**WHAT IS REQUIRED**
Only one span of the listing below is wanted: the lines from the one with "box: [1044, 386, 1132, 460]" through the one with "positive clicks: (7, 97) (709, 17)", reproduced exactly, both ends kept.
---------- INPUT ----------
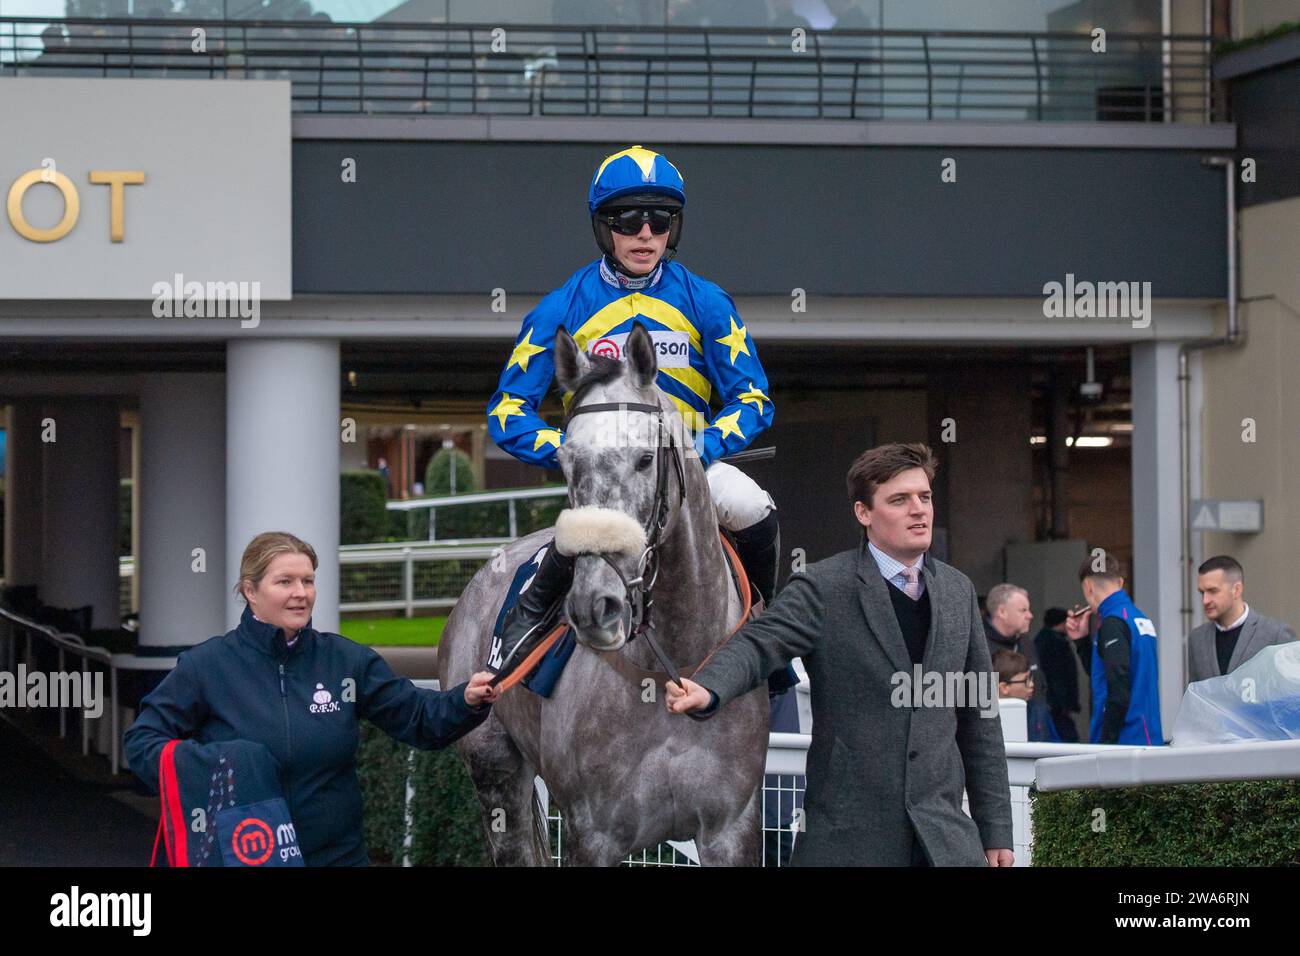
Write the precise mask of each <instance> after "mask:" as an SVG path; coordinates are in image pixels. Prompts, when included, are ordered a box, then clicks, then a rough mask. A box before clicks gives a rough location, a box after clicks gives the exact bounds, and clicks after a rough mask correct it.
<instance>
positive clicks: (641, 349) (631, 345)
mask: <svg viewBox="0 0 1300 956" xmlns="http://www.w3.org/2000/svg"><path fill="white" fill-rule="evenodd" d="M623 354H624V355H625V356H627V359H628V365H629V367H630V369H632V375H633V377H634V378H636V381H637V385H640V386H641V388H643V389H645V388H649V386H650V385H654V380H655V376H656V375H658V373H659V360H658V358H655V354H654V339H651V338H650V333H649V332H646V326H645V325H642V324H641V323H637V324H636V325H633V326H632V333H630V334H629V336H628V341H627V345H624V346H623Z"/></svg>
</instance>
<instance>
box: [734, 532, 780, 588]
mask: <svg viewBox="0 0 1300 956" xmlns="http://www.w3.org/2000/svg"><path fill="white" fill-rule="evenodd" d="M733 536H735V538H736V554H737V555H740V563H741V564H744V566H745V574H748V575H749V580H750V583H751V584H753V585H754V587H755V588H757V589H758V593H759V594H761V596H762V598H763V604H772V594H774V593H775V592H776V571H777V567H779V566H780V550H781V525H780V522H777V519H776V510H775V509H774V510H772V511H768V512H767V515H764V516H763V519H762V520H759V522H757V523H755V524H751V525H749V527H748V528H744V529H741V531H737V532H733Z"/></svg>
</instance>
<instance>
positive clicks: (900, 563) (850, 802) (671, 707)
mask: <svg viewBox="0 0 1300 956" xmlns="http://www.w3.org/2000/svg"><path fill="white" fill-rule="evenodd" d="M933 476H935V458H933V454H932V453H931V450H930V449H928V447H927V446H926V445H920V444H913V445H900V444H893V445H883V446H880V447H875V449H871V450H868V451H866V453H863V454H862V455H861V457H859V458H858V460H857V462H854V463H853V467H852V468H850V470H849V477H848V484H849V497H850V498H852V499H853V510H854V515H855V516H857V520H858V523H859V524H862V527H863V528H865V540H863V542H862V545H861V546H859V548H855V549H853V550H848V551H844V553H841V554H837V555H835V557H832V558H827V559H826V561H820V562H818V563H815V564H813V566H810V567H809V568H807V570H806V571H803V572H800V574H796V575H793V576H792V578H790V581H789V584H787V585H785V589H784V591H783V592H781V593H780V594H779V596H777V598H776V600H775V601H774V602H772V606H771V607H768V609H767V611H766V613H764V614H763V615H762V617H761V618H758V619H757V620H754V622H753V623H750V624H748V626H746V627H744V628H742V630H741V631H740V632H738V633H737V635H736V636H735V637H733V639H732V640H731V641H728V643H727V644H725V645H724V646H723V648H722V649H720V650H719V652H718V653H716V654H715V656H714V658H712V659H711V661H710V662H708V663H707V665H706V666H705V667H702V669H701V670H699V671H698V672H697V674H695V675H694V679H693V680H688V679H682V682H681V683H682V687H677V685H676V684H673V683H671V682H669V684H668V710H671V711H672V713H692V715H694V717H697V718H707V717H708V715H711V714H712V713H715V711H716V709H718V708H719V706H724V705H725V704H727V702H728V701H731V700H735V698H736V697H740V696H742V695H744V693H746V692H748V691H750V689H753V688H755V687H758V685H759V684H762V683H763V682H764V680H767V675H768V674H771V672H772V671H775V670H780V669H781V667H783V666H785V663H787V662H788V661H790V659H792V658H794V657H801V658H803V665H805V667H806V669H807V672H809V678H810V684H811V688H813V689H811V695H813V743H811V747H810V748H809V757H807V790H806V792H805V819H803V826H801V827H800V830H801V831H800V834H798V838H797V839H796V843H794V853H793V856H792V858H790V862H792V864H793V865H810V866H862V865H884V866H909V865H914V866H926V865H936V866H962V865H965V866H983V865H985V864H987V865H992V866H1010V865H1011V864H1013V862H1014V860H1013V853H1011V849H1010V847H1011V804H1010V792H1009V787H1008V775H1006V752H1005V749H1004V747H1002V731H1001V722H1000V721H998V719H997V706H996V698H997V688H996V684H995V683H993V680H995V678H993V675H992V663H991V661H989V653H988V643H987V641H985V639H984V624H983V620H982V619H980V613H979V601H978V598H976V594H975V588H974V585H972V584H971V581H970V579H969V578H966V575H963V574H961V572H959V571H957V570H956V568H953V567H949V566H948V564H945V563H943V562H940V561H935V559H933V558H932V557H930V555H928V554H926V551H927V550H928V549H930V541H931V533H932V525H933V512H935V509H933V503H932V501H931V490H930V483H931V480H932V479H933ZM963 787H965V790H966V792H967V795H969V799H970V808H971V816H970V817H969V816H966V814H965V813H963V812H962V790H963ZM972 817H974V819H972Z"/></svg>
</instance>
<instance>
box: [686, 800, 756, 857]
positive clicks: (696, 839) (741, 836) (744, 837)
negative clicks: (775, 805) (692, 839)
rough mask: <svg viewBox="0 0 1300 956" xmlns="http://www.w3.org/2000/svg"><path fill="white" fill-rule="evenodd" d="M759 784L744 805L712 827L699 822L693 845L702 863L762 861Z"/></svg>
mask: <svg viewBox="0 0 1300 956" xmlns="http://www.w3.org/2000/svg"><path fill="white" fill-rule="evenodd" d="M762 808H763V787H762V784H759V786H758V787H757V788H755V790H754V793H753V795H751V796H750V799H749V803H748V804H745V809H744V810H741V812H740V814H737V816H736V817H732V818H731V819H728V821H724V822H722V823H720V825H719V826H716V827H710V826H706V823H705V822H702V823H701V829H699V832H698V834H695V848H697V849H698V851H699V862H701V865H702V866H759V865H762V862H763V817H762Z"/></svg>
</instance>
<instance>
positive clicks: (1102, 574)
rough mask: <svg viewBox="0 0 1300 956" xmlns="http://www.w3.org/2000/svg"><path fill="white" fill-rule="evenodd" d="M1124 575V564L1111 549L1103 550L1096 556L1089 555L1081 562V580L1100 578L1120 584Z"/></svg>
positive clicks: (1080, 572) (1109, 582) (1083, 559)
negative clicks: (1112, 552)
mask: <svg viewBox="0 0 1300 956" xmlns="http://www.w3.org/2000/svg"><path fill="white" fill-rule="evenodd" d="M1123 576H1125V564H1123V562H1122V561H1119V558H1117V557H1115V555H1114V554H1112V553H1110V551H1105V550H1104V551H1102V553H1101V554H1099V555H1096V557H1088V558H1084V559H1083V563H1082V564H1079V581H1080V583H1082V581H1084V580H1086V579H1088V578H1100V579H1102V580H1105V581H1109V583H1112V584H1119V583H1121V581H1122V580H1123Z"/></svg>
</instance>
----------
---------- INPUT ----------
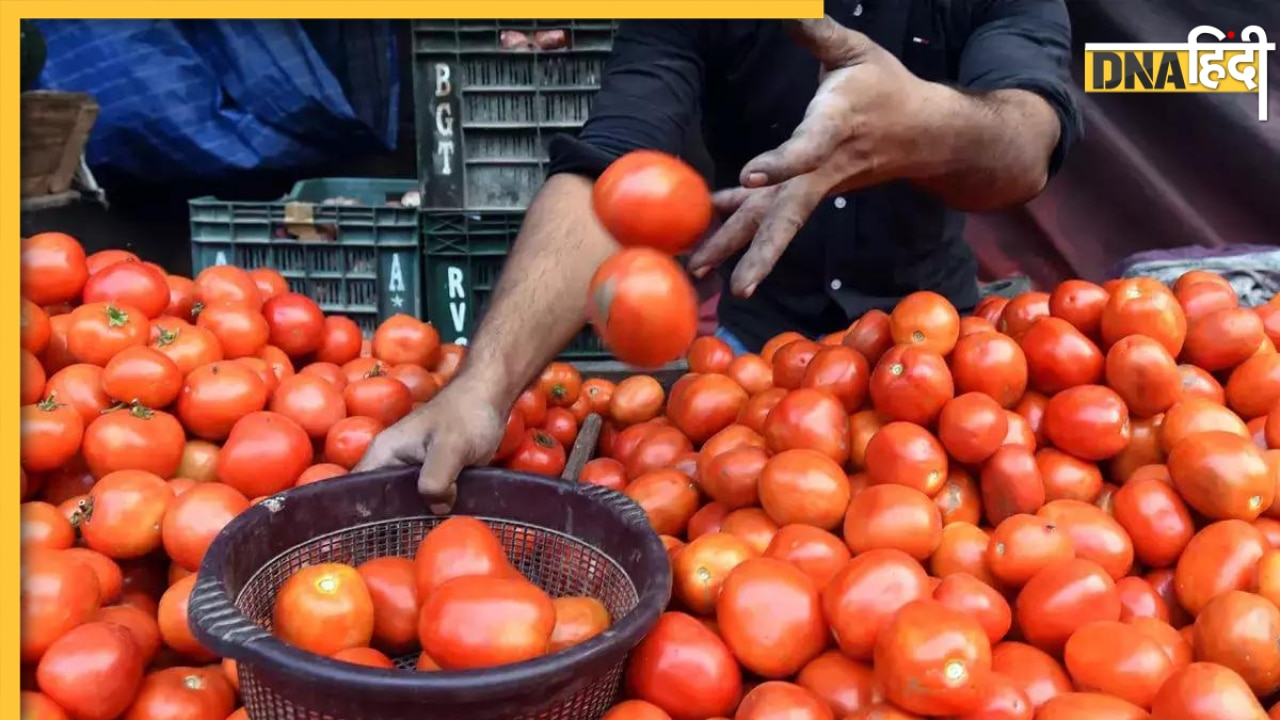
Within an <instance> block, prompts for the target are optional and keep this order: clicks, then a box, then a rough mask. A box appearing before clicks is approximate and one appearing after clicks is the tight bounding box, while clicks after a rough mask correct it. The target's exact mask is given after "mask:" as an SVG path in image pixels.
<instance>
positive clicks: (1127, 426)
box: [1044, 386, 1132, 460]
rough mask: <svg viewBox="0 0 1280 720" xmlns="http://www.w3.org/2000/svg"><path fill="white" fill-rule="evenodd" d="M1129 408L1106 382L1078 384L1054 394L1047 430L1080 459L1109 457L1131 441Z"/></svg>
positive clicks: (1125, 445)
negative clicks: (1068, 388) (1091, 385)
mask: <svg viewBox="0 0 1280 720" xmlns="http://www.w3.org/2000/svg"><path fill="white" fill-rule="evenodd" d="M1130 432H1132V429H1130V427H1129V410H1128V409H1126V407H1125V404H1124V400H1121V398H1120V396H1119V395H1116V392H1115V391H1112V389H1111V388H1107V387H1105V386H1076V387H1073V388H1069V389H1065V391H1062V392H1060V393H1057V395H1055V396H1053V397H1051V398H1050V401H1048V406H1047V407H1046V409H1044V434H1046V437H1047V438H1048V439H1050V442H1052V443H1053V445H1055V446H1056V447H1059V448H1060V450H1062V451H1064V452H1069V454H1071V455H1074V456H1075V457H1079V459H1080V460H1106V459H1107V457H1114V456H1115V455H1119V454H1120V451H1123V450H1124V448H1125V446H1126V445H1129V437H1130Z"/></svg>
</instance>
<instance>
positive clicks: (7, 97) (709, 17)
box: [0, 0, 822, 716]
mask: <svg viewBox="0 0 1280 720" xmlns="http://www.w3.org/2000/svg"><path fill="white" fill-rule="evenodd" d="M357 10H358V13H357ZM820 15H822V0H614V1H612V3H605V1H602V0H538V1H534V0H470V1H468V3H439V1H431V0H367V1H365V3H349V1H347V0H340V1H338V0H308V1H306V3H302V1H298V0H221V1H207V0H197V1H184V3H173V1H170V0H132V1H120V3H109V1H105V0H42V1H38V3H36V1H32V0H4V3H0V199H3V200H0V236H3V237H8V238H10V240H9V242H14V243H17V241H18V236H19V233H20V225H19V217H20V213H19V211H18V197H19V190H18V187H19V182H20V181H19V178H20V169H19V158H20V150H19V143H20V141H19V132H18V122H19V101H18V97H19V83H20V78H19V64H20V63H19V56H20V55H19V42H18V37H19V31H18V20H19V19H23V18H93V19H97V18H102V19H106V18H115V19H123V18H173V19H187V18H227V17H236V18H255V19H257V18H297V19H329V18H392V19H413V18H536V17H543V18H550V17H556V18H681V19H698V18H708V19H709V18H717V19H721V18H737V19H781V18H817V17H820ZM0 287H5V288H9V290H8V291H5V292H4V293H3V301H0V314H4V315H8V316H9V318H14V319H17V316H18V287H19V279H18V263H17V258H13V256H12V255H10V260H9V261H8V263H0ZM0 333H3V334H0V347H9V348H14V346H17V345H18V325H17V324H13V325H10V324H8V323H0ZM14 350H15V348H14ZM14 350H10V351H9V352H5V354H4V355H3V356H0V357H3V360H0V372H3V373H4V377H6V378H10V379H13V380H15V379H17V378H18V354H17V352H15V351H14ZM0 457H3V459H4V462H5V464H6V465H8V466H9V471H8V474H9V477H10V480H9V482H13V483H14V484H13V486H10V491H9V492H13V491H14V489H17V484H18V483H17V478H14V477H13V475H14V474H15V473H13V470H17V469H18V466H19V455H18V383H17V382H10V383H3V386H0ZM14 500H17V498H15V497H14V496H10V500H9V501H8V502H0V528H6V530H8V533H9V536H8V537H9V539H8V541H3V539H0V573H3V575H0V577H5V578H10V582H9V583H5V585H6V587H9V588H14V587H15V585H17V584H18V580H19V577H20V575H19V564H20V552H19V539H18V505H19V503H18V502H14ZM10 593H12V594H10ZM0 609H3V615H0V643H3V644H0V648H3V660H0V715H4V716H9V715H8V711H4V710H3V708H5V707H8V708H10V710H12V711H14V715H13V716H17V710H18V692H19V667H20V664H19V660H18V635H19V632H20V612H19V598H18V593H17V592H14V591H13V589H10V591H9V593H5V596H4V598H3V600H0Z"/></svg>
----------
**WRITTEN SOLUTION**
box: [1044, 386, 1132, 460]
rough mask: <svg viewBox="0 0 1280 720" xmlns="http://www.w3.org/2000/svg"><path fill="white" fill-rule="evenodd" d="M1129 408L1106 382L1078 384L1054 394L1047 430L1080 459L1109 457L1131 441Z"/></svg>
positive clicks: (1125, 445)
negative clicks: (1068, 388) (1091, 385)
mask: <svg viewBox="0 0 1280 720" xmlns="http://www.w3.org/2000/svg"><path fill="white" fill-rule="evenodd" d="M1130 432H1132V429H1130V427H1129V410H1128V409H1126V407H1125V404H1124V400H1121V398H1120V396H1119V395H1116V392H1115V391H1112V389H1111V388H1107V387H1105V386H1076V387H1073V388H1069V389H1065V391H1062V392H1060V393H1057V395H1055V396H1053V397H1051V398H1050V401H1048V406H1047V407H1046V409H1044V434H1046V437H1047V438H1048V439H1050V442H1052V443H1053V445H1055V446H1056V447H1059V448H1060V450H1062V451H1064V452H1069V454H1071V455H1074V456H1075V457H1079V459H1080V460H1106V459H1107V457H1114V456H1115V455H1119V454H1120V451H1123V450H1124V448H1125V446H1126V445H1129V437H1130Z"/></svg>
</instance>
<instance>
positive clicks: (7, 97) (709, 17)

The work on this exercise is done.